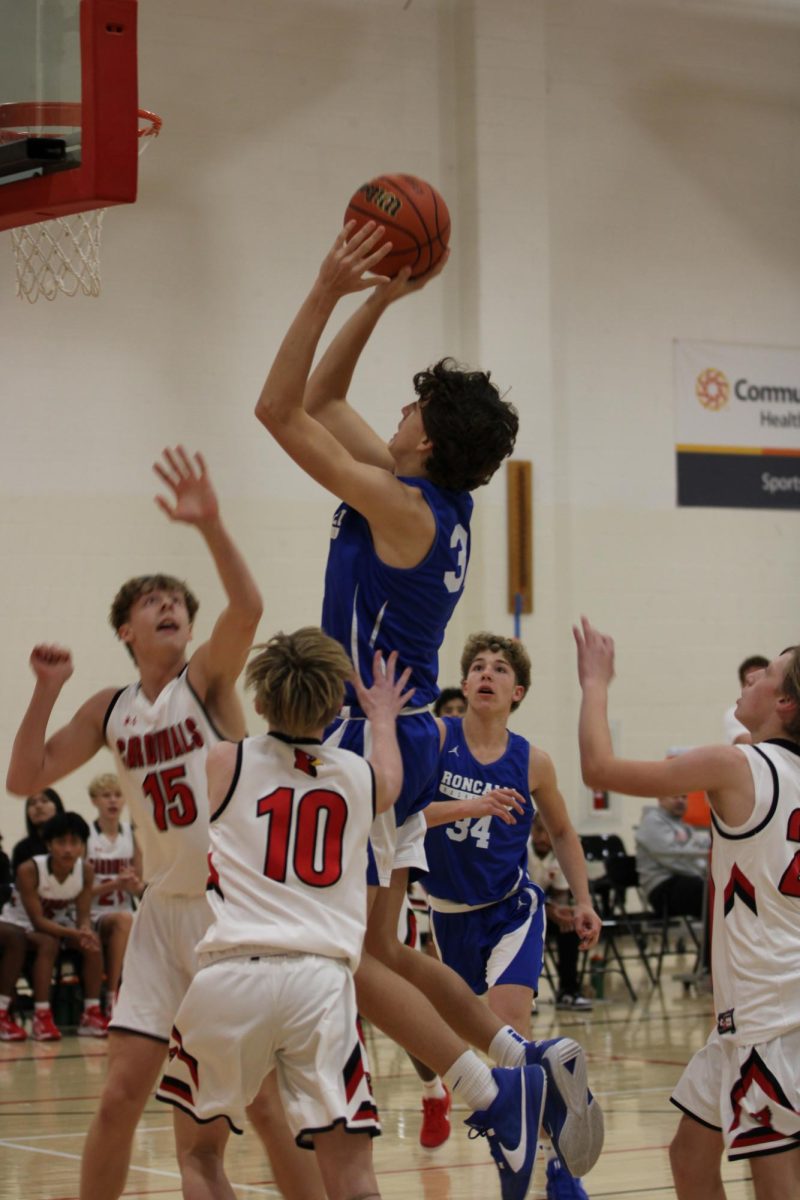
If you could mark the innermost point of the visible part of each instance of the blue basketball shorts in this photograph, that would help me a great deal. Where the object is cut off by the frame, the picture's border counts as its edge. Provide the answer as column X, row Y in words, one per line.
column 498, row 945
column 398, row 835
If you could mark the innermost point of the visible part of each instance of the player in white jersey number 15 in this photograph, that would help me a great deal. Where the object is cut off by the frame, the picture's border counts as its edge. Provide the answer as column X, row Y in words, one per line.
column 741, row 1091
column 160, row 730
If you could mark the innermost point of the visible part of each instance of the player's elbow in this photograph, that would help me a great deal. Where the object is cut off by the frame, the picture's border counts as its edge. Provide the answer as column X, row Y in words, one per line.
column 389, row 787
column 269, row 409
column 593, row 772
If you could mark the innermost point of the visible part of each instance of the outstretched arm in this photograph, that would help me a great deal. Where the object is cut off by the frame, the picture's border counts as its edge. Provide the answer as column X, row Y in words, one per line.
column 382, row 703
column 325, row 396
column 37, row 761
column 217, row 664
column 722, row 771
column 500, row 802
column 566, row 844
column 396, row 513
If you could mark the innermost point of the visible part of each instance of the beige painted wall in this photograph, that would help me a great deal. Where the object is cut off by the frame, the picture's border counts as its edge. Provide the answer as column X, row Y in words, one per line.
column 620, row 173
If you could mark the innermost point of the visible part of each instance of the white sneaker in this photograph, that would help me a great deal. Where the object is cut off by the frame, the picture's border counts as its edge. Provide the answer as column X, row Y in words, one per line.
column 576, row 1003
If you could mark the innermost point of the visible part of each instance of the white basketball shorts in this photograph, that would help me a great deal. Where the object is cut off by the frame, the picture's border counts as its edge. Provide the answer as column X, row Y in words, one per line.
column 750, row 1093
column 160, row 963
column 244, row 1017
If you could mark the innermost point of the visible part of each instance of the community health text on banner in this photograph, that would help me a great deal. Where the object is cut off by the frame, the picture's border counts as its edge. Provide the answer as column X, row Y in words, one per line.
column 738, row 425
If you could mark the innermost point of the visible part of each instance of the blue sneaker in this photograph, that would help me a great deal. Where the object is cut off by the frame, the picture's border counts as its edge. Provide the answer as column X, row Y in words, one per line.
column 511, row 1123
column 563, row 1186
column 572, row 1117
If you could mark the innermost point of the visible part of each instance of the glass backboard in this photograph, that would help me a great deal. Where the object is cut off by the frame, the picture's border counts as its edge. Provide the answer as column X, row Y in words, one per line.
column 68, row 125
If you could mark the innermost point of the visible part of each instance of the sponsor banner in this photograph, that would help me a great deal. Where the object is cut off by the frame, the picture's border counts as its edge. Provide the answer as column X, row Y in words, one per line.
column 738, row 425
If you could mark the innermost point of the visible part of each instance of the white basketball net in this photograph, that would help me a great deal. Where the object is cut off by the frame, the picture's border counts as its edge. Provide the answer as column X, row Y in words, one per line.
column 62, row 255
column 59, row 256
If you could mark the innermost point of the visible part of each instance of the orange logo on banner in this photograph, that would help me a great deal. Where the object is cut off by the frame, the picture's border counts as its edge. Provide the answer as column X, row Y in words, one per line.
column 713, row 389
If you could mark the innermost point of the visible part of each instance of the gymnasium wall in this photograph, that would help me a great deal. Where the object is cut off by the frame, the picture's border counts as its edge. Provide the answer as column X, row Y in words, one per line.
column 619, row 174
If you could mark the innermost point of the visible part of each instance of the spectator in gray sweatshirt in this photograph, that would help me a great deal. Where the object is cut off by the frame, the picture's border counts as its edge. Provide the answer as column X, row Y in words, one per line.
column 672, row 858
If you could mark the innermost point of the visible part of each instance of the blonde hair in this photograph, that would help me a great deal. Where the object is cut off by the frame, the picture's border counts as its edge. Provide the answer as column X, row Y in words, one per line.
column 298, row 681
column 512, row 651
column 792, row 689
column 107, row 783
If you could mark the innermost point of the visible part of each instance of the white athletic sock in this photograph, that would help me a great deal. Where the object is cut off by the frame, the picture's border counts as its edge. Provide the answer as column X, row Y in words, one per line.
column 471, row 1080
column 507, row 1048
column 433, row 1089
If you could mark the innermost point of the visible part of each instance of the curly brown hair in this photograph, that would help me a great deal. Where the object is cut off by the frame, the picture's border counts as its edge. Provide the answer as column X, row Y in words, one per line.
column 512, row 651
column 471, row 429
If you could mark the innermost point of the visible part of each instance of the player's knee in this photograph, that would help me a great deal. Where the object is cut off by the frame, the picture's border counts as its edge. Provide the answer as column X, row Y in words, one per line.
column 690, row 1169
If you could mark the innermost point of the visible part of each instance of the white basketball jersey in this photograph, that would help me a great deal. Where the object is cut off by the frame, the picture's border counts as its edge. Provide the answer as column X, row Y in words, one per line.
column 756, row 870
column 109, row 856
column 161, row 750
column 58, row 897
column 289, row 851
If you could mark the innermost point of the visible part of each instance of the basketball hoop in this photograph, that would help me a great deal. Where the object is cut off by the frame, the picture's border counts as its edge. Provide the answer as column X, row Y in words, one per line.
column 61, row 255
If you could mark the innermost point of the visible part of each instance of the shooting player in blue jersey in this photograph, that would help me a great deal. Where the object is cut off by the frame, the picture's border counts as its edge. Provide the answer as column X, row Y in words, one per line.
column 400, row 550
column 487, row 918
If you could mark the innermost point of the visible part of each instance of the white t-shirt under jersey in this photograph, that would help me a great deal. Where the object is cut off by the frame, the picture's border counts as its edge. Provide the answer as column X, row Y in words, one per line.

——

◆ PROBLEM DETAILS:
Output the lines from the one containing "of the orange" through the one containing "column 713, row 389", inclusive, as a Markdown table with columns Nr and Line, where Nr is the row number and Line holds the line itself, with blank lines left out.

◆ RESULT OF THE TASK:
| Nr | Line |
|---|---|
| 1 | If you could mark the innermost point of the visible part of each instance of the orange logo on banner in this photograph, that would help me a great deal. Where the object is cut off by the frame, the picture's border counts as its edge. Provide the answer as column X, row Y in words, one per line. |
| 2 | column 713, row 389 |